*** Opening Stored data ***

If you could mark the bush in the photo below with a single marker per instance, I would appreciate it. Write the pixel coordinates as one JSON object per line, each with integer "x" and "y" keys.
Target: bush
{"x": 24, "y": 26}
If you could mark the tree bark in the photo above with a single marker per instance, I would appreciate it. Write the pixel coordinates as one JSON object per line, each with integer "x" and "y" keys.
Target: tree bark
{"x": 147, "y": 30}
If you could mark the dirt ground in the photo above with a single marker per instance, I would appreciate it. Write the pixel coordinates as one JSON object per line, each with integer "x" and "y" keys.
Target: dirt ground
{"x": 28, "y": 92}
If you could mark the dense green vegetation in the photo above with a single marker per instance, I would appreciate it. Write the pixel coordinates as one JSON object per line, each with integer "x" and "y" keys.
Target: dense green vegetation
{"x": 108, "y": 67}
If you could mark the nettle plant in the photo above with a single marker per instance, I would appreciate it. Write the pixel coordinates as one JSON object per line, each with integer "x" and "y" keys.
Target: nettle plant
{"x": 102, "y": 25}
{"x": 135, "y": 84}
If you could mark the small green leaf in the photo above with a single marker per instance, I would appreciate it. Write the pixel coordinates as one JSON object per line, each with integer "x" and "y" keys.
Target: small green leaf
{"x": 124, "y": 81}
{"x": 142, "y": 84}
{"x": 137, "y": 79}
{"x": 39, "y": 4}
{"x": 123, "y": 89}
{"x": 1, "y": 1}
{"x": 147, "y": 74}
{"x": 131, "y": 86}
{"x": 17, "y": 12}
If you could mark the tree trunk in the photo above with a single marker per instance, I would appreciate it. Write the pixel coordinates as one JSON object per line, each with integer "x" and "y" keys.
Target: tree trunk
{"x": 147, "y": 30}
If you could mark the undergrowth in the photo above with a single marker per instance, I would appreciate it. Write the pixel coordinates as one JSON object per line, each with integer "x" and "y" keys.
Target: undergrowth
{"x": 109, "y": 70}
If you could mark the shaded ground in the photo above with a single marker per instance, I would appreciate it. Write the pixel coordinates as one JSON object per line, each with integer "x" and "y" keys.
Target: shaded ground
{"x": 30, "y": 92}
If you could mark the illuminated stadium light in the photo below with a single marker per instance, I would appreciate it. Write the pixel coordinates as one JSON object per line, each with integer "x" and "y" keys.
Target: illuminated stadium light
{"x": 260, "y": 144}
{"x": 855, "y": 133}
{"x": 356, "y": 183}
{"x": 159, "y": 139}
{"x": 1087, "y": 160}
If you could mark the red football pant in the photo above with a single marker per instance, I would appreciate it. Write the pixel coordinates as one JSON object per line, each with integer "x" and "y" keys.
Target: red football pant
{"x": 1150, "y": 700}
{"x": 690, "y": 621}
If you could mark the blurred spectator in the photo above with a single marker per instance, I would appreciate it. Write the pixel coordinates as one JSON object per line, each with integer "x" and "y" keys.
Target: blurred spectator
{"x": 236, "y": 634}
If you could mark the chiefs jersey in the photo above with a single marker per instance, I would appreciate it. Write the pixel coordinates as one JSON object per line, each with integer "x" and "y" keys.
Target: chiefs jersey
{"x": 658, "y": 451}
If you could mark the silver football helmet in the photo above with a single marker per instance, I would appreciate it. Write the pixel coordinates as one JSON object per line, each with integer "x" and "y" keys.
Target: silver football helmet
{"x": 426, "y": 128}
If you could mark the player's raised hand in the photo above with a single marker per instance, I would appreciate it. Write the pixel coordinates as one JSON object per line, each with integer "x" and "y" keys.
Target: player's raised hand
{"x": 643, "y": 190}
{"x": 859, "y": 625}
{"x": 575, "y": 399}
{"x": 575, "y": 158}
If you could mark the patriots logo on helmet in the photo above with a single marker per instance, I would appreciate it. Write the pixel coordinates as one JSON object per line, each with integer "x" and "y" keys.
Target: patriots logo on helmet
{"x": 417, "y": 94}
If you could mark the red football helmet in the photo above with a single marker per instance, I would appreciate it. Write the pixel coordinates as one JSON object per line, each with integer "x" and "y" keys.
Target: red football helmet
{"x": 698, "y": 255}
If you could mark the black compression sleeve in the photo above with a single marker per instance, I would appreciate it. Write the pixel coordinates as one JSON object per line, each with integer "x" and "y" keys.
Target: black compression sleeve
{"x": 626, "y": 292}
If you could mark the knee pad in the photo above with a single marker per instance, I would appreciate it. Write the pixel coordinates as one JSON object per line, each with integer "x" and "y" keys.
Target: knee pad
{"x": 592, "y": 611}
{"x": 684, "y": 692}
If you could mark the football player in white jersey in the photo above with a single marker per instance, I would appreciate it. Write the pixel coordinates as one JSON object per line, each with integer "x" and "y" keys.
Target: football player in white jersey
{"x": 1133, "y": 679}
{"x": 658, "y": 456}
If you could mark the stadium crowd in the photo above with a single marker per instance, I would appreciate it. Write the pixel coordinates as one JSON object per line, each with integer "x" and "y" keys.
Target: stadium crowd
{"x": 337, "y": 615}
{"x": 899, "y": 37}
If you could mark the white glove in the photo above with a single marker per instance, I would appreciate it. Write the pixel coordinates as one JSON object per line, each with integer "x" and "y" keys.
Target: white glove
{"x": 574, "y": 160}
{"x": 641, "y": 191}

*** Closing Stored data ***

Please return only the lines from the one that contains "If you could mark the knee" through the final line of the entries, each exactly as written.

If you could mark the knee pad in the photo above with a single marker per instance, I would appreciate it. Write the pixel coordinates as one JSON object per line, each with integer "x" and "y" keys.
Target: knee pad
{"x": 592, "y": 611}
{"x": 684, "y": 692}
If you could mark the football player in white jersey in the photo above with a single marker per instance, I would appreciate it. Write the pixel coordinates as one JSON object per line, each with integer "x" and "y" keys.
Target: football player in white jersey
{"x": 1133, "y": 679}
{"x": 658, "y": 456}
If you could mark the stadium crowd in the photo above with a single marker per instance, I would appreciate it. Write the pixel coordinates as one JSON object per line, each with integer "x" and "y" keys.
Target: stadium crowd
{"x": 337, "y": 615}
{"x": 899, "y": 37}
If you could mark the white glove in the photo above with a single marker per instance, I would appreciate it. Write the pixel coordinates as one JSON object per line, each with integer "x" and "y" keys.
Target: white glove
{"x": 574, "y": 160}
{"x": 641, "y": 191}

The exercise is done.